SOURCE MATERIAL –
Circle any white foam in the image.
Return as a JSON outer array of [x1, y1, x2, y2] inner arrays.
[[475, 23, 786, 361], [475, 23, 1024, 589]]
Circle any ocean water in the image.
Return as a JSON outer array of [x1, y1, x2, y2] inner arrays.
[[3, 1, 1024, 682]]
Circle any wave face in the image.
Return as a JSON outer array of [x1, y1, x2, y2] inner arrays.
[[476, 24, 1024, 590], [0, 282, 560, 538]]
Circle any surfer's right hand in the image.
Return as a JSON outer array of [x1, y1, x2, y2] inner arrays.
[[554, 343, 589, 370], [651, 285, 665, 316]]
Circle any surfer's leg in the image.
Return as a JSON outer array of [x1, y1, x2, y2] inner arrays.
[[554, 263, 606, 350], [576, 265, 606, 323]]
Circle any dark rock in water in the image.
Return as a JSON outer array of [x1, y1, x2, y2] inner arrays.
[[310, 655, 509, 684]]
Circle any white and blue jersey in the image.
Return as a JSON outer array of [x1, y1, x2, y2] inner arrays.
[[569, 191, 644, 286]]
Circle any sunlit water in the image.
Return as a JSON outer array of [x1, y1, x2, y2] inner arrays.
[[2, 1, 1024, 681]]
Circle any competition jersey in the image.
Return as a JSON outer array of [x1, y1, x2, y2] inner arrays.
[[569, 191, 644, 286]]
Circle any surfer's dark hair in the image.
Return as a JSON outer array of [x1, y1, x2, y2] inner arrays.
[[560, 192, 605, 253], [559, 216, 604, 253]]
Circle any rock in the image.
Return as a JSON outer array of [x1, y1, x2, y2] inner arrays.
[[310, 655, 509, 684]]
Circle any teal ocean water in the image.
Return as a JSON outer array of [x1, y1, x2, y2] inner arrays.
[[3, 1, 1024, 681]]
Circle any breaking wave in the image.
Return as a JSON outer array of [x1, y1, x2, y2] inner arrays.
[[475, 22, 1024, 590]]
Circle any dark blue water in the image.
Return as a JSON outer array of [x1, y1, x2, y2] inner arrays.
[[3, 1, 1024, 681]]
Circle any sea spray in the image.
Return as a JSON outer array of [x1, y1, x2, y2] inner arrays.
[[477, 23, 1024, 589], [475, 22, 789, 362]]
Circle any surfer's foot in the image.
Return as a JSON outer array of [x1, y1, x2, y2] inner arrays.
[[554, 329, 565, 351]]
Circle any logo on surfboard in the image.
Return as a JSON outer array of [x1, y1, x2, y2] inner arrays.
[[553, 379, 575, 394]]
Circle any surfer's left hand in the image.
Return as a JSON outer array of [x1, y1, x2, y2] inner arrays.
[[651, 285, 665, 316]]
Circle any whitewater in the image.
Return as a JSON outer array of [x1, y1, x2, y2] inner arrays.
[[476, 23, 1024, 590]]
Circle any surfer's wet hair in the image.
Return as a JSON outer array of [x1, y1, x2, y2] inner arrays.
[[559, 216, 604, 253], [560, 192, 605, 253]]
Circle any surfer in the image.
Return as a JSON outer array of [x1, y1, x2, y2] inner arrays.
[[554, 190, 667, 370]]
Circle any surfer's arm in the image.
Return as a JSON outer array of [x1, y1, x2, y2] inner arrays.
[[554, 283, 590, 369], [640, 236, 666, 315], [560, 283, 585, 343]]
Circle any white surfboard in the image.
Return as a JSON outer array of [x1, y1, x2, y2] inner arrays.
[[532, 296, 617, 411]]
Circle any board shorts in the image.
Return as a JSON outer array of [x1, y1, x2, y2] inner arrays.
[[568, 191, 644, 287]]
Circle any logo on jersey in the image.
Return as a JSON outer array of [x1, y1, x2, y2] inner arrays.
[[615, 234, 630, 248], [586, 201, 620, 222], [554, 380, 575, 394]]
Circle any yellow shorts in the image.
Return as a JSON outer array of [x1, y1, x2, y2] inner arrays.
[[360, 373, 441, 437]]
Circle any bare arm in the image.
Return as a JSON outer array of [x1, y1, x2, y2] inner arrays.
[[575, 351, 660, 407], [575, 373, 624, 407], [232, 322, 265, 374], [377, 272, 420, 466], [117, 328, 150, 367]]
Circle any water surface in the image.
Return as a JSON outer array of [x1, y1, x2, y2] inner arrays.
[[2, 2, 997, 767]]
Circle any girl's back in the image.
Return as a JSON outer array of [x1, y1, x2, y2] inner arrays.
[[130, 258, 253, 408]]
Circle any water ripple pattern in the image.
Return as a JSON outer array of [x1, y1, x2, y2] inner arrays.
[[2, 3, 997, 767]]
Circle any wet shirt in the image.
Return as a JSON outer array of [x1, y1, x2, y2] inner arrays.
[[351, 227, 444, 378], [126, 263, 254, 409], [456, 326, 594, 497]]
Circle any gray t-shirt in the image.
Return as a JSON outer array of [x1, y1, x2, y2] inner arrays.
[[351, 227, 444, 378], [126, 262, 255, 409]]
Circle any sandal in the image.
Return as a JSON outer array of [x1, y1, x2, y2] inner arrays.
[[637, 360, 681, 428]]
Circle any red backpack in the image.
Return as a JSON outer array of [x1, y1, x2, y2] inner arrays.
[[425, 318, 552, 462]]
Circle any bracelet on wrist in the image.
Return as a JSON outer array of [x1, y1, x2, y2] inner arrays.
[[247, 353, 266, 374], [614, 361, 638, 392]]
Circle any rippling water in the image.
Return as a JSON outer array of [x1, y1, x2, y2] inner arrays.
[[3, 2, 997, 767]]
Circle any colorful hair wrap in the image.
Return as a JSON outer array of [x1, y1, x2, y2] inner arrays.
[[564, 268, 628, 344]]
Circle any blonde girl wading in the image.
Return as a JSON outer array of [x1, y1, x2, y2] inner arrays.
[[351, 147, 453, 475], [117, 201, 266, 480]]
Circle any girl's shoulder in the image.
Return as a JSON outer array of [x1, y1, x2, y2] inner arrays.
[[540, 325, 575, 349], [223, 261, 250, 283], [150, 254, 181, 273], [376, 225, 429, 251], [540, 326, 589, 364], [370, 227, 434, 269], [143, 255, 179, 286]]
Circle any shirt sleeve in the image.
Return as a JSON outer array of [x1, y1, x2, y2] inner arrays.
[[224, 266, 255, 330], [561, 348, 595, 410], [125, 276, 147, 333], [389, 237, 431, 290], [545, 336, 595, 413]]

WORK INSTRUCTION –
Copy out all lines of the material containing the word "rock".

WRITTEN RESPONSE –
Circle any dark rock in water in the image.
Circle any rock in the image.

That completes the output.